## WHAT IS REQUIRED
In the records below, reproduce verbatim every line from the one with "Looking at the screenshot above, identify the car roof" up to and including the one with "[0,193,354,298]".

## SOURCE RECORDS
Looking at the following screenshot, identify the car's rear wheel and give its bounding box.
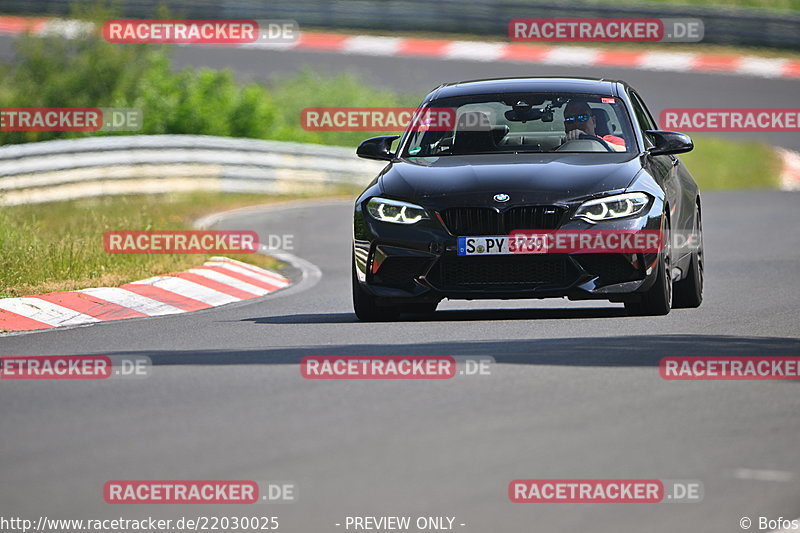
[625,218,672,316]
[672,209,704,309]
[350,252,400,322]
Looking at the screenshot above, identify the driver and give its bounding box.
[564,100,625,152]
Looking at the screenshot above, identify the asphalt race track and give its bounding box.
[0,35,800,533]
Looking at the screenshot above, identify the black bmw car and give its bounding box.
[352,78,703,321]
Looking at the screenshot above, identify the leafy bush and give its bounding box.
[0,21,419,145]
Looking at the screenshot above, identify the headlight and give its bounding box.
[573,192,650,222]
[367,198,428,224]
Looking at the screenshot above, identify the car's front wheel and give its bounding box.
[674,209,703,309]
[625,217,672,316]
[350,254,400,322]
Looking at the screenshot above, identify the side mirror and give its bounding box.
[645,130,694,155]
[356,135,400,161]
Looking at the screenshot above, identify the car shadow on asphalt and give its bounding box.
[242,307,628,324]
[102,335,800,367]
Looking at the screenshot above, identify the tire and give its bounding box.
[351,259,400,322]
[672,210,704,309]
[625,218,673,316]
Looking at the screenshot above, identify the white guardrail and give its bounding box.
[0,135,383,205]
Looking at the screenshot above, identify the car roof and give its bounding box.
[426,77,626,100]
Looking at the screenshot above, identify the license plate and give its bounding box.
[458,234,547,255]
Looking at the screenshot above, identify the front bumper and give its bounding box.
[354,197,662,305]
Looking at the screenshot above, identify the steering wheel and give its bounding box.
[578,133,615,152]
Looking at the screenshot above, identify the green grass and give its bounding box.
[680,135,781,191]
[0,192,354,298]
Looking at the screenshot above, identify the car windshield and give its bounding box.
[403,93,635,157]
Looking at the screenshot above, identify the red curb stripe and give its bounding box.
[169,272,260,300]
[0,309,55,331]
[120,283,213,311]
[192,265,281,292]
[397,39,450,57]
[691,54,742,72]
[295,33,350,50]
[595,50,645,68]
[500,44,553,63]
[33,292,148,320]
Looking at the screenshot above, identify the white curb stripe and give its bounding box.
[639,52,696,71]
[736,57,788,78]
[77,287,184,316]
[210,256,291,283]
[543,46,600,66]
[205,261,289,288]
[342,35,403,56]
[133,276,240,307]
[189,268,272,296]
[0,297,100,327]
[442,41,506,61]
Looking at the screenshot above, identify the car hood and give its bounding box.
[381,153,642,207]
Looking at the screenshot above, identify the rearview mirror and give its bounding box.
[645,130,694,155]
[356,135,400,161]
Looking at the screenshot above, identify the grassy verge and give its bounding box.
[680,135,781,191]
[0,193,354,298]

...

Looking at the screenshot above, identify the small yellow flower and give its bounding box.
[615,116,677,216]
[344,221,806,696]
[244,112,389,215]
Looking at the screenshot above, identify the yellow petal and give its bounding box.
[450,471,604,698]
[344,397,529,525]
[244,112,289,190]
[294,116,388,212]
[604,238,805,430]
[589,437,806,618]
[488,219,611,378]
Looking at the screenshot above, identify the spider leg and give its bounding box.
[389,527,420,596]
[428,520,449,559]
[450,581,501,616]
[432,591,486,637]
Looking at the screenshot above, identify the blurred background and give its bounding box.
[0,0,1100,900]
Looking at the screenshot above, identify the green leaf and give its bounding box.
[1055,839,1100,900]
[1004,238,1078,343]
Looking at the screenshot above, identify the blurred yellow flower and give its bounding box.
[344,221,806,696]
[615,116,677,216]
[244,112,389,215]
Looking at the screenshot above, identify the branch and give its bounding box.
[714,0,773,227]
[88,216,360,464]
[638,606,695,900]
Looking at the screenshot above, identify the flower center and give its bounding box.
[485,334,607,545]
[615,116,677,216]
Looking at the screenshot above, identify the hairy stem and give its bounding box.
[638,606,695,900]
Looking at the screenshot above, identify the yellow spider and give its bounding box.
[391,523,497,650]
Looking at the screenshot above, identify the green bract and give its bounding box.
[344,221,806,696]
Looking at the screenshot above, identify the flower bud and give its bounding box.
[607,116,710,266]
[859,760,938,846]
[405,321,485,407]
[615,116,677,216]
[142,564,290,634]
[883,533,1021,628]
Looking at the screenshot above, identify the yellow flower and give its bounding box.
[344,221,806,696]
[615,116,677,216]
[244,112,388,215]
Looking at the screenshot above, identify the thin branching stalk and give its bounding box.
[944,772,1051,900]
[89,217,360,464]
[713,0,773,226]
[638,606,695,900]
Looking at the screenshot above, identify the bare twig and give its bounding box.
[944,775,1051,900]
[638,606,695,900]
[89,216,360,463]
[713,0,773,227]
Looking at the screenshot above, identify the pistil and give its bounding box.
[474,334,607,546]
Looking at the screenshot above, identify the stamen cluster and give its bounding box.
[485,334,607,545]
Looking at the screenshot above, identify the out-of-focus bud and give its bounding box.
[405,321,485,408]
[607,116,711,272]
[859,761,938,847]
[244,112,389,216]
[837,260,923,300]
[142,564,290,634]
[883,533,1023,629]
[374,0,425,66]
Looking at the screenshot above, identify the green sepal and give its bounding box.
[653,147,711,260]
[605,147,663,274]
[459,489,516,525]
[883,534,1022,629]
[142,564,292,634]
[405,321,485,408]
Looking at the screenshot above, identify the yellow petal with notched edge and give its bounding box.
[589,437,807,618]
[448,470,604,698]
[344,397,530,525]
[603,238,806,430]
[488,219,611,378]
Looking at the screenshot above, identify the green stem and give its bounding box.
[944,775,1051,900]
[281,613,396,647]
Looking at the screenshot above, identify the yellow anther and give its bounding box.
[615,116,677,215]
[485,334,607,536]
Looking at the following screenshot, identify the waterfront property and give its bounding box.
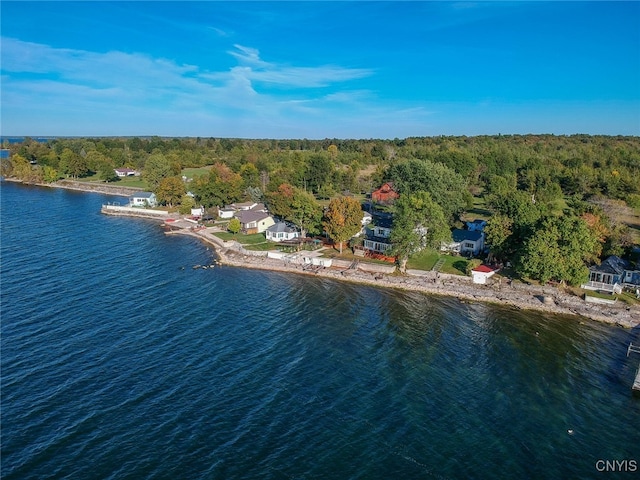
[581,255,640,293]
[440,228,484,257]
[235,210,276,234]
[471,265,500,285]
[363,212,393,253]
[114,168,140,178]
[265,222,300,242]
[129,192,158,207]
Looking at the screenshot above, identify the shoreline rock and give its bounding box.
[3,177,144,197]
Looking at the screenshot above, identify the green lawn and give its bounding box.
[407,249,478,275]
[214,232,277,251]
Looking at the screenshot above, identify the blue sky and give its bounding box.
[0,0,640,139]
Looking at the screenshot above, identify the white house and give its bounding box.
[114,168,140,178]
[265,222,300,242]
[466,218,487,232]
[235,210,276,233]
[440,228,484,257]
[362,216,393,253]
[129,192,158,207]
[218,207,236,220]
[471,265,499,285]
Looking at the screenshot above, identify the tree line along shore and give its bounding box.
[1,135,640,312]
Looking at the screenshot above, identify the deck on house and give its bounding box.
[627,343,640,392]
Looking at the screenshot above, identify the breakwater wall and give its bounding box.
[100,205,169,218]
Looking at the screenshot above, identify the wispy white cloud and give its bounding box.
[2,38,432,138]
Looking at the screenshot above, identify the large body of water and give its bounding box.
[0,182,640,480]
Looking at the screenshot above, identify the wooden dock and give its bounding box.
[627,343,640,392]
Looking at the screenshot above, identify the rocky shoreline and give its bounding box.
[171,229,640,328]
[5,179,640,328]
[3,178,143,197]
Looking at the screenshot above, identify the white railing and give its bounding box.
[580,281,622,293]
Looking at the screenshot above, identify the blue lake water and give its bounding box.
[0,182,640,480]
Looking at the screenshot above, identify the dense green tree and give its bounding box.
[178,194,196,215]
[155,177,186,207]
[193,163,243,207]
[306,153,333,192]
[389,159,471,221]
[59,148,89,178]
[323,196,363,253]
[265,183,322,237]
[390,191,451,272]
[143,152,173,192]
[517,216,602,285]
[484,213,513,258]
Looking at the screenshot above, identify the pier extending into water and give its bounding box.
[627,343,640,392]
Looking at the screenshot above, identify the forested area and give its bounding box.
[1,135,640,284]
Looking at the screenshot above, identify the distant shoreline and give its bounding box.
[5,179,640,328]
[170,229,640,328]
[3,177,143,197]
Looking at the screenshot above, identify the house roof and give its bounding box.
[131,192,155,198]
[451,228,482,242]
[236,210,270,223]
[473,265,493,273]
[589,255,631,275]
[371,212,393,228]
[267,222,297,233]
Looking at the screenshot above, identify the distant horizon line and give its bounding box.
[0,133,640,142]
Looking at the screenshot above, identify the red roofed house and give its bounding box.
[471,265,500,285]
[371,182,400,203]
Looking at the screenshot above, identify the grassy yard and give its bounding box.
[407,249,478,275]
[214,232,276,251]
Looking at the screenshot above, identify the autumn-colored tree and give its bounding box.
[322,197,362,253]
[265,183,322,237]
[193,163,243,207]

* * *

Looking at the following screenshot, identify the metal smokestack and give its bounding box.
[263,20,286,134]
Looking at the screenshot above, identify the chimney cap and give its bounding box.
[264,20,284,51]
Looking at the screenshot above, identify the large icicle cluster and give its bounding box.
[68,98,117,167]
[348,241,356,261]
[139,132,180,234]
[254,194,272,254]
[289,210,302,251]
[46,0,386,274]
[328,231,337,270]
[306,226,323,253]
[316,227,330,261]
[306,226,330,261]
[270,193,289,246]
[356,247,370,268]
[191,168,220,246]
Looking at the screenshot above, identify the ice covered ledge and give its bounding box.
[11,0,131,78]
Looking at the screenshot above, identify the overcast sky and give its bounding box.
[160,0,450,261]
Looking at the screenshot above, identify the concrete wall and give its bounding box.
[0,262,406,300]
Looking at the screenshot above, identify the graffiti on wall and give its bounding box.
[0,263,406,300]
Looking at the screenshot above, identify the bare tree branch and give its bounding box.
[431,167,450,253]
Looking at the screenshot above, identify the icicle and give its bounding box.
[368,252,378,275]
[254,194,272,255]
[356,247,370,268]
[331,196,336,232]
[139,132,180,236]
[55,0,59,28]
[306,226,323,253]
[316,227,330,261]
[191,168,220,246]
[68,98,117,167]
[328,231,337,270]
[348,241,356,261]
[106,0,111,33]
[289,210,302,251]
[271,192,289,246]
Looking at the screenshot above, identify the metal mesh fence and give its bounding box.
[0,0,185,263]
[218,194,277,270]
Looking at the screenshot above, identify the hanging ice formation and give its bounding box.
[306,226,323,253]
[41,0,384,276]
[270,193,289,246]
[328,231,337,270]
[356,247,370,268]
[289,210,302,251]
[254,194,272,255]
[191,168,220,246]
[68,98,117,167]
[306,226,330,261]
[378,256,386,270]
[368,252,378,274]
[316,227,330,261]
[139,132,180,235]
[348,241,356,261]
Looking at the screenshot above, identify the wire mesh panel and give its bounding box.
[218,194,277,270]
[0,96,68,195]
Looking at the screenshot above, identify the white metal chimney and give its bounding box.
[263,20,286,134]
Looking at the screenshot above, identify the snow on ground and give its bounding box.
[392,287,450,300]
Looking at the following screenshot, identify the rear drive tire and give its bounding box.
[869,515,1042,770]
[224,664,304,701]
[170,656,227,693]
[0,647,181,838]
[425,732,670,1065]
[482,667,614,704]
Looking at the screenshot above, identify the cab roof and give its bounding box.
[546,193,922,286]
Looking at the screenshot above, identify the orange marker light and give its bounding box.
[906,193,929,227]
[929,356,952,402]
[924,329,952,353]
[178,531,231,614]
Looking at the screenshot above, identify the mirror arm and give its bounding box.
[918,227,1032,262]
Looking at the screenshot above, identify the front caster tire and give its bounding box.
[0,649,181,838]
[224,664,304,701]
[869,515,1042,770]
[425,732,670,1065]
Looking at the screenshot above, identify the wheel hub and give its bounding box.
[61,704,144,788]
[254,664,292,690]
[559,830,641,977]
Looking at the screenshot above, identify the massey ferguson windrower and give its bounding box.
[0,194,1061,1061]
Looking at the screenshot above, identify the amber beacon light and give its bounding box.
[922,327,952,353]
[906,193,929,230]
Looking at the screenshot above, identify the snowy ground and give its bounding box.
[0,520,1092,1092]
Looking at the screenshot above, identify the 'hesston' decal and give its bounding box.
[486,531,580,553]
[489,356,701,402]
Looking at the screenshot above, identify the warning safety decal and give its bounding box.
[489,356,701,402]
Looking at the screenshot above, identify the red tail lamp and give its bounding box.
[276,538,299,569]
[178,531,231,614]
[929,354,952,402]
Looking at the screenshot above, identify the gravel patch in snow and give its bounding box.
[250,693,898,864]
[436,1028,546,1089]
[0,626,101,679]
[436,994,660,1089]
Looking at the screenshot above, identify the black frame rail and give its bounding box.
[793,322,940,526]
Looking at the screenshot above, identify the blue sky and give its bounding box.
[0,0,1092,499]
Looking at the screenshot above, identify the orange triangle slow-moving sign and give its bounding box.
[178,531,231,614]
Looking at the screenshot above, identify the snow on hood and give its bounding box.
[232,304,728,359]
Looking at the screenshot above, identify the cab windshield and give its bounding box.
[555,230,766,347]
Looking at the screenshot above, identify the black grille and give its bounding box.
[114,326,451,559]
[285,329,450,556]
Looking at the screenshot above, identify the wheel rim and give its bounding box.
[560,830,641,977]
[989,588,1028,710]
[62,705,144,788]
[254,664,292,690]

## ANSWER TO THE TASK
Looking at the screenshot above, identify the car roof and give its bounding box.
[426,77,626,100]
Looking at the screenshot above, identify the license plate and give its bounding box.
[458,234,547,255]
Looking at the screenshot above, identify the front bumper and give its bounding box.
[354,197,662,305]
Looking at the screenshot above, identify the steering wheel and give its bounding box.
[578,133,615,152]
Looking at the screenshot above, identify the green grass and give its bounding box.
[680,135,781,191]
[0,192,354,298]
Looking at the screenshot above, identify the car windshield and give its bounding box.
[403,93,635,157]
Looking at the screenshot above, identify the red curb stripe and give its bounding box.
[169,272,260,300]
[0,309,55,331]
[120,283,213,311]
[192,265,281,292]
[397,39,450,57]
[691,54,742,72]
[295,33,350,50]
[595,50,645,68]
[500,44,553,63]
[33,292,148,320]
Looking at the screenshot above, identify the white curb stripe and give its bounding box.
[639,52,696,71]
[736,57,788,78]
[77,287,184,316]
[210,256,291,283]
[543,46,600,66]
[205,261,289,288]
[342,35,403,56]
[133,276,240,307]
[189,268,272,296]
[0,297,100,327]
[442,41,506,61]
Looking at the screenshot above, identify the car hood and give its bounding box.
[381,153,642,207]
Looking at the screenshot above, identify the rearview mirror and give its bounding box.
[645,130,694,155]
[356,135,400,161]
Looking at the screenshot above, identify the grassy verge and give its bounding box.
[680,135,781,191]
[0,193,354,298]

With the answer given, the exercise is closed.